EXERCISE DETAILS -
I need the lines below from the one with "In this photo, where can the grape" down to the one with "In this photo, where can the green" reproduced exactly, both ends included, and nothing else.

(MATERIAL PROVIDED begins)

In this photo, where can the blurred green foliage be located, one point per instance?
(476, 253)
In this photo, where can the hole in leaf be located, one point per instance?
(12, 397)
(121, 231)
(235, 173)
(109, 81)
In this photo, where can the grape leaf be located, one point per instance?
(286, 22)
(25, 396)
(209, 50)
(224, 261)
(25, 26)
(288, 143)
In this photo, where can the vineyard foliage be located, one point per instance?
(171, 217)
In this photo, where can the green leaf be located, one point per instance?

(MATERIAL PROVIDED ends)
(MATERIAL PROVIDED begins)

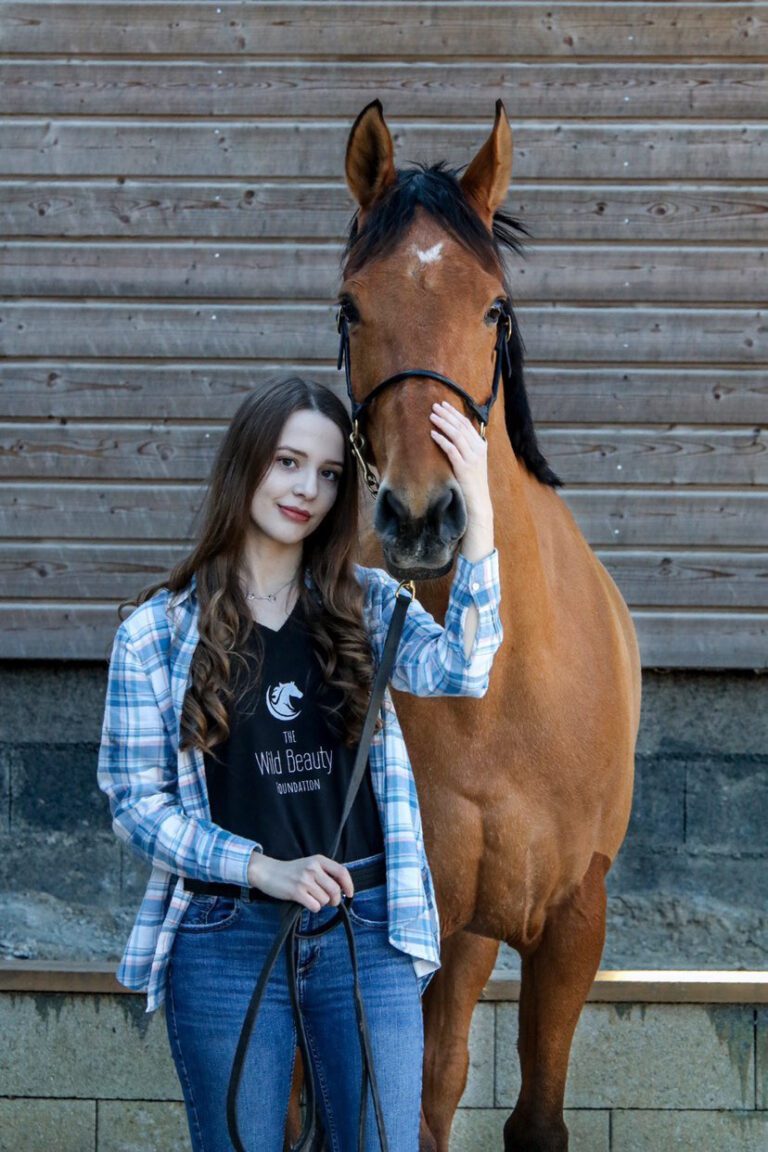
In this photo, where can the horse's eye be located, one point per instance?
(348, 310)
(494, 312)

(MATERIAL PROVIDED ends)
(MATERIAL PROVIDED begins)

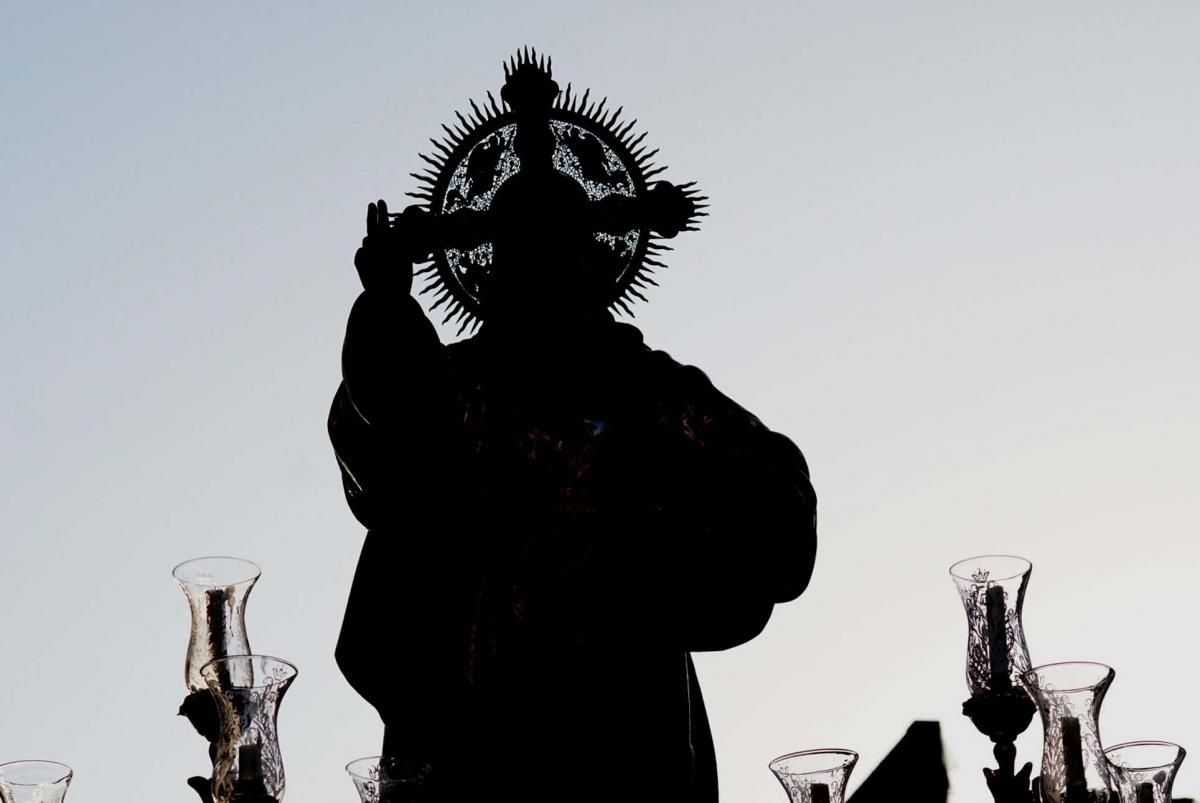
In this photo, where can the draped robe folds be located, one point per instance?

(MATERIAL PROVIDED ends)

YOUR RESPONSE -
In this photo, where can the grape leaf be located, one point per instance?
(286, 22)
(25, 396)
(209, 50)
(224, 261)
(25, 26)
(288, 143)
In this photo, where can the vineyard foliage be located, one point per instance?
(171, 217)
In this photo, where can the green leaf be located, one point per instance?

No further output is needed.